星野 そうですね。商店街が急速に寂れているということと、もうひとつはヘイトスピーチで社会が壊れていくと感じたことが始まりですね。その両方を合わせました。自分の目に映る現実をできるだけそのまま書こうと思って始めたものですから、読者もそう感じてくれるのは自然な成り行きかなと思います。

 商店街に関しては、地方だけでなく都内でも地域によっては寂れていっているのが印象に残っていて。ヘイトスピーチはもう、人種や民族に関することだけでなく、いろんなところで差別的な罵倒やバッシングがあふれていますよね。その様を見て、なんだか人の心も壊れているし、社会も壊れているな、と感じたんです。壊れ始めているんじゃなくて、ちょっと修理が不可能なぐらい深く壊れている、と思うのがこの3年くらいです。震災の1年後くらいからですよね。

 震災の後はみんな「頑張ろう」だとか「こんなひどい目に遭ったんだから社会を立て直そう」と前向きだったと思うんです。僕は2012年の春に韓国に行って3か月ほど滞在したんですが、日本に戻ってきたら、生活保護者が大バッシングされていた。僕が行く前には、北海道で生活保護を受給できなくて餓死した人がいて大問題になっていたのに、帰ってきたら生活保護受給者がバッシングされているという、めまいのするような展開になっていた。以降はもう、底なしのように次々とターゲットを見つけてはバッシングをしていくのが普通になってきた感があるわけです。

 ヘイトスピーチはその前からありましたが、生活保護受給者バッシングをやったのが政治家でしたから、そこからゴーサインが出たということで異常な盛り上がりをみせていく。それが2012年でした。そしてその年末に政権が交代するわけです。

――カリスマ的リーダーというのは、これまでにも書かれていますよね。

星野 しばらくは僕の一大テーマでしたね。今までの場合には、カリスマが作られていくまでを書いていたんですが、今回はその先を書きました。実行力があって魅力的な言動をしている人にわっと支持が集まって弾みがついてしまった後、そのカリスマをみんなが追い越していく。カリスマが何かを言ったり行動したりしなくても、熱狂した一般の人々が先を争うようにどんどん突進していってしまう状況に焦点を当てて描いたと言えますね。

* _提供資料_
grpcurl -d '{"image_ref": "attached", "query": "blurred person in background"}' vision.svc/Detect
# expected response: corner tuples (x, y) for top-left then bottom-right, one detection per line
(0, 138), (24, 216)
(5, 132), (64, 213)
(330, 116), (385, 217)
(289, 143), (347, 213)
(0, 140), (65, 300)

* _設定課題_
1. grpcurlのコマンドで始まる各行を、空行を除き、「番号」と「記録行」の2列からなるMarkdownの表として表してください。
2. 商店街とヘイトスピーチをめぐるインタビューについて、最後の文の後に続く部分を書き継いでください。
インタビューと各行は、それぞれ別個の資料です。

* _最終解答_
1.
| 番号 | 記録行 |
|---|---|
| 1 | grpcurl -d '{"image_ref": "attached", "query": "blurred person in background"}' vision.svc/Detect |
| 2 | # expected response: corner tuples (x, y) for top-left then bottom-right, one detection per line |
| 3 | (0, 138), (24, 216) |
| 4 | (5, 132), (64, 213) |
| 5 | (330, 116), (385, 217) |
| 6 | (289, 143), (347, 213) |
| 7 | (0, 140), (65, 300) |

2.
――ヒトラーがいて、ヒトラーの意志とは関係ないところで親衛隊が暴走していくような感じですよね。悪の権化が一人いるのではなく、集団化していくところが恐ろしい。

星野 一人が実権を握って独裁している社会ももちろん嫌ですけれども、ある意味で分かりやすいし、その人を倒せば世の中が変わるかもしれないと思えますよね。でも、実際にはそのカリスマが全権を握っているのではなく、それに乗っかった一般の人たちが、誰が指揮をとっているのか分からないような状態で一斉に同じ方向に流れていってしまう。誰か特定の一人を止めても状況は変わらないし、全体がもうあまりにも大きすぎて、個々人の手には負えない状況になってしまう。そのほうがより怖いですよね。

 

(『文春オンライン』2015年12月19日)

 

 上記インタビューで星野智幸が指摘する日本社会や政治の病理は、2015年当時よりも現在の方がもっとひどくなっている。たとえば、河出書房新社のサイトにある「読者の声」に、2015年9月12日に寄せられた下記の感想が載っている。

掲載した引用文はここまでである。